TEKS HALAMAN:
Fiqih prioritas adalah cabang pemikiran dalam ilmu fiqih yang menekankan pentingnya memahami skala prioritas dalam pengambilan keputusan. Salah satu prinsip utamanya adalah mengutamakan upaya untuk menghindari mafsadah (kerusakan atau mudharat) yang memiliki efek lebih luas dibandingkan yang bersifat terbatas. Prinsip ini tidak hanya bersumber dari akal sehat tetapi juga berlandaskan dalil-dalil syar'i yang kuat.
Pengertian dan Prinsip Dasar
Dalam kaidah ini, jika ada dua pilihan antara mafsadah yang berefek luas kepada masyarakat dan mafsadah yang hanya berdampak pada beberapa pihak, maka yang menjadi prioritas adalah mencegah mafsadah yang efeknya lebih luas. Kaidah ini merujuk pada prinsip dasar yang disebutkan dalam fiqih:
"Dharar yang sifatnya terbatas dilakukan untuk mencegah dharar yang lebih luas."
"Mudharat tidak boleh dihilangkan dengan dharar yang sejenis."
Kaidah ini menekankan bahwa meskipun tindakan untuk menghindari mafsadah yang lebih besar mungkin menimbulkan kerugian pada skala kecil, tindakan tersebut tetap lebih diutamakan demi kebaikan masyarakat secara keseluruhan.
Contoh Aplikasi Kaidah
Salah satu contoh yang terkenal adalah pendapat Imam Malik tentang penetapan harga (tas'ir). Dalam kondisi normal di mana pasar berjalan secara sehat, penetapan harga oleh otoritas dilarang karena dianggap bertentangan dengan mekanisme pasar yang adil. Namun, dalam kondisi pasar yang tidak sehat, seperti adanya monopoli, penetapan harga menjadi wajib demi melindungi masyarakat dari mafsadah yang lebih besar berupa lonjakan harga yang tidak wajar.

BAHAN YANG DIBERIKAN:

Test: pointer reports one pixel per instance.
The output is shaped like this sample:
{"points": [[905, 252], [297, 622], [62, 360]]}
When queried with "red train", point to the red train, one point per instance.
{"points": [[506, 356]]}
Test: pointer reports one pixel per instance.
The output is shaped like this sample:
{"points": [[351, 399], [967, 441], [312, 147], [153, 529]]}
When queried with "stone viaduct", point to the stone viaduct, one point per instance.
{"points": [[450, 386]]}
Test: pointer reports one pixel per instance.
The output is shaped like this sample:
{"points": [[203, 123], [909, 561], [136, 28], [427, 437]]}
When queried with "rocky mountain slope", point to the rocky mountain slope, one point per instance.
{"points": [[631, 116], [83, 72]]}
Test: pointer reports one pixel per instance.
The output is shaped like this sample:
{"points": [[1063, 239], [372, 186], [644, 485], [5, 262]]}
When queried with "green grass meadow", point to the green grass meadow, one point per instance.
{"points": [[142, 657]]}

TUGAS 1:
Menurut teks halaman tentang fiqih prioritas, dalam kondisi pasar seperti apa Imam Malik menilai penetapan harga menjadi wajib?
TUGAS 2:
Ulangi bagian teks halaman tentang fiqih prioritas di antara "Kaidah ini menekankan" dan "masyarakat secara keseluruhan.", termasuk kedua bagian itu, tanpa perubahan sedikit pun.
TUGAS 3:
Teruskan teks halaman tentang fiqih prioritas mulai setelah kalimat terakhirnya.
Catatan di atas adalah bahan tersendiri yang terpisah dari teks halaman.

HASIL 1:
Dalam kondisi pasar yang tidak sehat, seperti adanya monopoli.

HASIL 2:
Kaidah ini menekankan bahwa meskipun tindakan untuk menghindari mafsadah yang lebih besar mungkin menimbulkan kerugian pada skala kecil, tindakan tersebut tetap lebih diutamakan demi kebaikan masyarakat secara keseluruhan.

HASIL 3:
Contoh lainnya adalah kebijakan pemerintah dalam mengatasi monopoli barang pokok. Ketika seorang pedagang besar menolak menjual barang yang sangat dibutuhkan masyarakat, pemerintah dapat memaksa pedagang tersebut untuk menjualnya. Tindakan ini, meskipun menjadi mafsadah bagi pedagang tersebut, tetap lebih diutamakan demi mencegah mafsadah yang lebih besar, yaitu kelangkaan barang pokok yang dapat mengancam kesejahteraan masyarakat.
Studi Kasus: Warung Inflasi di Serang
Pemerintah Kota Serang meluncurkan program "warung inflasi" sebagai respons terhadap kenaikan harga bahan pokok. Program ini memungkinkan masyarakat memperoleh sembako dengan harga terjangkau, meskipun langkah ini mungkin menurunkan pendapatan sebagian pedagang pasar. Kebijakan ini mencerminkan penerapan standar fiqih prioritas karena penurunan pendapatan pedagang merupakan mafsadah yang lebih kecil dibandingkan potensi krisis ekonomi dan sosial akibat masyarakat tidak mampu membeli kebutuhan pokok.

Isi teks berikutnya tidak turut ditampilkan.